# Foreign Interest and Dividends for US Tax Return



## BJ100

Hi everyone, 

Many thanks to all the contributors who posted very comprehensive answers to questions US expats filing US taxes - these have been invaluable as I prepare to file my first US tax return as a US expat. 

I earned foreign interest and foreign dividends (in South Africa) in 2012 and paid VAT on interest received along with income tax on dividends. I cannot for the life of me figure out how to enter both my foreign interest and foreign dividends in TurboTax and have it recognize that these have already been taxed by a foreign government. Any suggestions on how to do this via TurboTax and manually (so I can generate the relevant schedules myself if TT continues to be stubborn)? 

Thanks!

-BJ


----------



## Bevdeforges

Normally in almost any tax preparation program, you simply swami up a 1099 for the interest or dividends. Tell the program you want to enter a 1099 for interest or for dividends, and then just fill in the gross amounts received. (Don't do anything about the taxes paid on the 1099 forms!).

To get credit for your taxes paid, you'll have to use a form 1116 for the foreign tax credit and somewhere in the questionnaire it should ask you for your taxes paid. (I'm not all that familiar with Turbo Tax per se, but have found that many of the tax programs work in similar ways.) But you can only get a credit for income taxes paid. If you paid VAT on either interest or dividends, that's just your tough luck. Only foreign income taxes are creditable and/or deductible for US tax purposes.

RECORDED INFORMATION>
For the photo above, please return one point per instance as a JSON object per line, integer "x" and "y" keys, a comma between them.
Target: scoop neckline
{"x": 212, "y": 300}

STATED GOAL> In the thread on foreign interest and dividends, list each thing the first post says was earned or paid in South Africa in 2012.

SOLVED EXERCISE>
- Foreign interest
- Foreign dividends
- VAT on the interest received
- Income tax on the dividends